Natural-language object grounding data:
+===+

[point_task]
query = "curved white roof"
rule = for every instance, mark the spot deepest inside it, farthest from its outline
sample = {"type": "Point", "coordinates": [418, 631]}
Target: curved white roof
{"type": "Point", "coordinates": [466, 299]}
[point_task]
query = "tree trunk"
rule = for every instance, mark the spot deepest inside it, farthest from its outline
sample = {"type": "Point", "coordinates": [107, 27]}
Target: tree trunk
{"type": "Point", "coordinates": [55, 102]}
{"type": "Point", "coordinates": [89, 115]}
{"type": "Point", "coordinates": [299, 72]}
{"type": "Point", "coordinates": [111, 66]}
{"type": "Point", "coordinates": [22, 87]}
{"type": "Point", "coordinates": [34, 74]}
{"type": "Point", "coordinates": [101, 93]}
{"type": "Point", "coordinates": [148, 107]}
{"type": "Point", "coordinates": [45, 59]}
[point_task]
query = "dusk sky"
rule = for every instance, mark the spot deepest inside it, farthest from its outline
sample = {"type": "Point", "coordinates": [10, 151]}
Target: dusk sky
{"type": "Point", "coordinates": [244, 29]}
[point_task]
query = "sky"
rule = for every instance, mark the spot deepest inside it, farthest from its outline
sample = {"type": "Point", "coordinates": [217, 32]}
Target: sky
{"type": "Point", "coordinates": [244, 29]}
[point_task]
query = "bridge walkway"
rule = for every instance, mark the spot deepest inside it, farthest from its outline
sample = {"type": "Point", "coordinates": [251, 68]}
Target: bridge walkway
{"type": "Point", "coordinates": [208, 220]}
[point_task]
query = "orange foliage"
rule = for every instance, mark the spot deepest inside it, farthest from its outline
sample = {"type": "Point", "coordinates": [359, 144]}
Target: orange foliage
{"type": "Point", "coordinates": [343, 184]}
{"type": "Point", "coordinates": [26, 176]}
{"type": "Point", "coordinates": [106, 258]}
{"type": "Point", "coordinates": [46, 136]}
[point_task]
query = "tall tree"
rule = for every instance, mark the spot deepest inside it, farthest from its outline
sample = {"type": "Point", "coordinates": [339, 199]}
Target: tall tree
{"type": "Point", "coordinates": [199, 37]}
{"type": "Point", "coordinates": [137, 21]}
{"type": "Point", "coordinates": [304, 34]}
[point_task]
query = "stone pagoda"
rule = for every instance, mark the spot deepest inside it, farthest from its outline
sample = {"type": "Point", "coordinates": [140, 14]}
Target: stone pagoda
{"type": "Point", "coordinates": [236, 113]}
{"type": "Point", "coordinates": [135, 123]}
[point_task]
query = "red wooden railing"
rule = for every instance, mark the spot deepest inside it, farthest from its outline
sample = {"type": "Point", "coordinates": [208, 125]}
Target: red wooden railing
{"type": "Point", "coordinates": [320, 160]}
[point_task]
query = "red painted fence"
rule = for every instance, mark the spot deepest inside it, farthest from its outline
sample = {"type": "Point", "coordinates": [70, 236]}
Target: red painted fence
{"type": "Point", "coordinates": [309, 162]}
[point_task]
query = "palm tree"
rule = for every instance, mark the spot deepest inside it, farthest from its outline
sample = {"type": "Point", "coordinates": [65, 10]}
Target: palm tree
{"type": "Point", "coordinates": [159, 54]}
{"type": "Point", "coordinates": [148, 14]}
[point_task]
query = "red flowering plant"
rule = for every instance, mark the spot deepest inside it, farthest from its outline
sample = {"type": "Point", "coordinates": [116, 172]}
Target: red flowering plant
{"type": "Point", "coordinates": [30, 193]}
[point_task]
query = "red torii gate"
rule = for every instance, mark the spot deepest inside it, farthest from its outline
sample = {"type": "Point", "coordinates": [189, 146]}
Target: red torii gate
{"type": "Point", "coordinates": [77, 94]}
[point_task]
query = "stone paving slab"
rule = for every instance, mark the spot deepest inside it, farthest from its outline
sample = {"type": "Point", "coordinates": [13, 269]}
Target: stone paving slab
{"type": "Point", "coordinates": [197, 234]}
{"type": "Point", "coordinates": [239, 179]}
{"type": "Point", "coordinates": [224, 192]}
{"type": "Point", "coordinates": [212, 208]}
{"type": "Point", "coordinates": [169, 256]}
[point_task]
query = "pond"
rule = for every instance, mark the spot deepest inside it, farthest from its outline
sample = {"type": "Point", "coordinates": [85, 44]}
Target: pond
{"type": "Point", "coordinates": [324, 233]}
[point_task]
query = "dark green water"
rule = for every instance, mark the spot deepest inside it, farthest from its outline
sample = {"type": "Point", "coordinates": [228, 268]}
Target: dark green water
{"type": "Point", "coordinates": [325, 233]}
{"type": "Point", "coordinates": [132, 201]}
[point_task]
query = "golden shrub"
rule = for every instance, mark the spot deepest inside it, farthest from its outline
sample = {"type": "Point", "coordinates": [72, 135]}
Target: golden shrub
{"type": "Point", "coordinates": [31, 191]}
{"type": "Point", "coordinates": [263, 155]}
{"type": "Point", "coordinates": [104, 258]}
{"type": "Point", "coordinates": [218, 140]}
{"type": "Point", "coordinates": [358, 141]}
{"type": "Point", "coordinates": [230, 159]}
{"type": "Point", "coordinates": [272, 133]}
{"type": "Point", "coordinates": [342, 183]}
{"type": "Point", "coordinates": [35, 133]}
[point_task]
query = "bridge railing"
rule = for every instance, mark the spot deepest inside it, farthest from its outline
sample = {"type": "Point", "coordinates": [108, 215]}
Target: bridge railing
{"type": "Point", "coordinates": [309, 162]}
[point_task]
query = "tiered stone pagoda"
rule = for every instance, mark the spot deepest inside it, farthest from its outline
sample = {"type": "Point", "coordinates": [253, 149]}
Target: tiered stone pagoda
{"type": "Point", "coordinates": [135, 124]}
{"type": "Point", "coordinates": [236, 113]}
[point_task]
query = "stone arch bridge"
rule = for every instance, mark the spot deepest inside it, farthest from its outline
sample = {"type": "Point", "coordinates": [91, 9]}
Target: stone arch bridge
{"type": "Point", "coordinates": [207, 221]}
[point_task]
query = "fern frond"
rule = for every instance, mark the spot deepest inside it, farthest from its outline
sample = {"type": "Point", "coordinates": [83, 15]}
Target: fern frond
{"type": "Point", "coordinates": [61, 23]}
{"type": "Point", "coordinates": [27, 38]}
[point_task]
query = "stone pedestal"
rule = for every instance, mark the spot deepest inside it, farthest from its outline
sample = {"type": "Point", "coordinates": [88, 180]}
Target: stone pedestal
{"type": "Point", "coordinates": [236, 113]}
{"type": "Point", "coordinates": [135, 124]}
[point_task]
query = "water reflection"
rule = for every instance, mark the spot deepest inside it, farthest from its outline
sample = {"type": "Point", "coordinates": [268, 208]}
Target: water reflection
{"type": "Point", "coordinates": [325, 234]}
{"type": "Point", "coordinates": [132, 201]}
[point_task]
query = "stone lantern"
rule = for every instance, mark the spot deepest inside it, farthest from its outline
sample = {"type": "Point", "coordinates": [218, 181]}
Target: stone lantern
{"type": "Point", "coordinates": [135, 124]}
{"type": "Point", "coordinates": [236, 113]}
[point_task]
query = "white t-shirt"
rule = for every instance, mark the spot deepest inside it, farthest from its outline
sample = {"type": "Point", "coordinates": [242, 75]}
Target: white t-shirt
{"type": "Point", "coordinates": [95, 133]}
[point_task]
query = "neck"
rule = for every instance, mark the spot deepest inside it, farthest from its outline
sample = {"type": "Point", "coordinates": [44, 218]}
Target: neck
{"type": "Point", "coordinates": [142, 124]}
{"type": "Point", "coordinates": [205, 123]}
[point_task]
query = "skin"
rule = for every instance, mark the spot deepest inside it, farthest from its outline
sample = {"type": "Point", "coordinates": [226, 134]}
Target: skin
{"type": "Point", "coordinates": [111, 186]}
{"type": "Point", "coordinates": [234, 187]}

+===+

» **Assigned task**
Write down every line of the data exactly as it appears above.

» **Written solution**
[point_task]
query = "curved white roof"
rule = for every instance, mark the spot deepest inside it, farthest from its outline
sample = {"type": "Point", "coordinates": [418, 631]}
Target: curved white roof
{"type": "Point", "coordinates": [466, 299]}
[point_task]
query = "tree trunk"
rule = for every instance, mark the spot deepest inside it, farthest from its outline
sample = {"type": "Point", "coordinates": [107, 27]}
Target: tree trunk
{"type": "Point", "coordinates": [55, 102]}
{"type": "Point", "coordinates": [89, 115]}
{"type": "Point", "coordinates": [299, 72]}
{"type": "Point", "coordinates": [111, 66]}
{"type": "Point", "coordinates": [22, 87]}
{"type": "Point", "coordinates": [34, 74]}
{"type": "Point", "coordinates": [101, 93]}
{"type": "Point", "coordinates": [148, 107]}
{"type": "Point", "coordinates": [45, 59]}
[point_task]
query = "dusk sky"
rule = for every instance, mark the spot deepest inside it, farthest from its outline
sample = {"type": "Point", "coordinates": [10, 151]}
Target: dusk sky
{"type": "Point", "coordinates": [244, 29]}
[point_task]
query = "sky"
rule = for every instance, mark the spot deepest inside it, farthest from its outline
sample = {"type": "Point", "coordinates": [217, 32]}
Target: sky
{"type": "Point", "coordinates": [244, 29]}
[point_task]
query = "bridge walkway"
rule = for every instance, mark the spot deepest inside it, farthest from its outline
sample = {"type": "Point", "coordinates": [251, 68]}
Target: bridge walkway
{"type": "Point", "coordinates": [208, 220]}
[point_task]
query = "orange foliage"
rule = for every instance, mark the spot deepest inside it, farthest from its outline
sample = {"type": "Point", "coordinates": [359, 144]}
Target: orange foliage
{"type": "Point", "coordinates": [343, 184]}
{"type": "Point", "coordinates": [26, 176]}
{"type": "Point", "coordinates": [106, 258]}
{"type": "Point", "coordinates": [46, 136]}
[point_task]
query = "tall tree"
rule = for every instance, mark the spot deepest inside it, farthest from its outline
sample = {"type": "Point", "coordinates": [339, 199]}
Target: tall tree
{"type": "Point", "coordinates": [199, 37]}
{"type": "Point", "coordinates": [137, 21]}
{"type": "Point", "coordinates": [304, 34]}
[point_task]
query = "stone pagoda"
rule = for every instance, mark the spot deepest inside it, farthest from its outline
sample = {"type": "Point", "coordinates": [140, 14]}
Target: stone pagoda
{"type": "Point", "coordinates": [236, 113]}
{"type": "Point", "coordinates": [135, 123]}
[point_task]
query = "red wooden railing"
rule = for every instance, mark the spot deepest inside it, farthest from its outline
sample = {"type": "Point", "coordinates": [208, 125]}
Target: red wooden railing
{"type": "Point", "coordinates": [320, 160]}
[point_task]
query = "red painted fence"
rule = for every instance, mark the spot deepest inside it, farthest from its outline
sample = {"type": "Point", "coordinates": [70, 236]}
Target: red painted fence
{"type": "Point", "coordinates": [309, 162]}
[point_task]
query = "palm tree"
rule = for every instance, mark the spot deepest inside it, farthest from its outline
sample = {"type": "Point", "coordinates": [65, 10]}
Target: palm tree
{"type": "Point", "coordinates": [159, 54]}
{"type": "Point", "coordinates": [148, 14]}
[point_task]
query = "red flowering plant"
rule = for every instance, mark the spot deepest inside it, farthest from its outline
sample = {"type": "Point", "coordinates": [116, 172]}
Target: red flowering plant
{"type": "Point", "coordinates": [30, 193]}
[point_task]
query = "red torii gate"
rule = for every instance, mark the spot deepest inside it, farthest from its outline
sample = {"type": "Point", "coordinates": [189, 146]}
Target: red torii gate
{"type": "Point", "coordinates": [77, 94]}
[point_task]
query = "stone paving slab"
rule = for every instance, mark the spot deepest inside it, farthest from its outline
sample = {"type": "Point", "coordinates": [13, 269]}
Target: stone paving slab
{"type": "Point", "coordinates": [197, 234]}
{"type": "Point", "coordinates": [239, 179]}
{"type": "Point", "coordinates": [224, 192]}
{"type": "Point", "coordinates": [212, 208]}
{"type": "Point", "coordinates": [169, 256]}
[point_task]
query = "pond"
rule = for every instance, mark the spot deepest inside it, farthest from its outline
sample = {"type": "Point", "coordinates": [85, 44]}
Target: pond
{"type": "Point", "coordinates": [324, 233]}
[point_task]
query = "dark green water"
rule = for every instance, mark the spot deepest inside it, farthest from its outline
sample = {"type": "Point", "coordinates": [228, 268]}
Target: dark green water
{"type": "Point", "coordinates": [325, 233]}
{"type": "Point", "coordinates": [132, 201]}
[point_task]
query = "golden shrub"
rule = for every instance, mark the spot deepest inside it, farthest from its outline
sample = {"type": "Point", "coordinates": [72, 135]}
Target: golden shrub
{"type": "Point", "coordinates": [31, 191]}
{"type": "Point", "coordinates": [263, 155]}
{"type": "Point", "coordinates": [104, 258]}
{"type": "Point", "coordinates": [218, 140]}
{"type": "Point", "coordinates": [358, 141]}
{"type": "Point", "coordinates": [230, 159]}
{"type": "Point", "coordinates": [272, 133]}
{"type": "Point", "coordinates": [342, 183]}
{"type": "Point", "coordinates": [35, 133]}
[point_task]
query = "bridge railing"
rule = for every instance, mark the spot deepest inside it, farthest from its outline
sample = {"type": "Point", "coordinates": [108, 215]}
Target: bridge railing
{"type": "Point", "coordinates": [309, 162]}
[point_task]
query = "tiered stone pagoda"
rule = for every instance, mark the spot deepest inside it, farthest from its outline
sample = {"type": "Point", "coordinates": [253, 149]}
Target: tiered stone pagoda
{"type": "Point", "coordinates": [135, 124]}
{"type": "Point", "coordinates": [236, 113]}
[point_task]
query = "stone arch bridge"
rule = for every instance, mark the spot deepest inside it, farthest from its outline
sample = {"type": "Point", "coordinates": [91, 9]}
Target: stone arch bridge
{"type": "Point", "coordinates": [207, 221]}
[point_task]
query = "fern frond"
rule = for every instance, mark the spot deepest inside it, farthest from its outline
sample = {"type": "Point", "coordinates": [83, 15]}
Target: fern frond
{"type": "Point", "coordinates": [61, 23]}
{"type": "Point", "coordinates": [27, 38]}
[point_task]
query = "stone pedestal"
rule = for every instance, mark the spot deepest inside it, farthest from its outline
sample = {"type": "Point", "coordinates": [88, 180]}
Target: stone pedestal
{"type": "Point", "coordinates": [236, 113]}
{"type": "Point", "coordinates": [135, 124]}
[point_task]
query = "water reflection"
rule = for every instance, mark the spot deepest inside it, farthest from its outline
sample = {"type": "Point", "coordinates": [268, 208]}
Target: water reflection
{"type": "Point", "coordinates": [325, 234]}
{"type": "Point", "coordinates": [132, 201]}
[point_task]
query = "stone lantern"
rule = for every instance, mark the spot deepest inside it, farthest from its outline
sample = {"type": "Point", "coordinates": [218, 181]}
Target: stone lantern
{"type": "Point", "coordinates": [135, 124]}
{"type": "Point", "coordinates": [236, 113]}
[point_task]
query = "white t-shirt"
rule = for every instance, mark the spot deepest inside it, farthest from its outline
sample = {"type": "Point", "coordinates": [242, 75]}
Target: white t-shirt
{"type": "Point", "coordinates": [95, 133]}
[point_task]
query = "neck"
rule = for every instance, mark the spot deepest inside it, farthest from its outline
sample = {"type": "Point", "coordinates": [44, 218]}
Target: neck
{"type": "Point", "coordinates": [142, 124]}
{"type": "Point", "coordinates": [205, 123]}
[point_task]
query = "skin"
rule = for every instance, mark the spot deepest inside it, farthest from its outline
sample = {"type": "Point", "coordinates": [226, 134]}
Target: skin
{"type": "Point", "coordinates": [111, 186]}
{"type": "Point", "coordinates": [234, 187]}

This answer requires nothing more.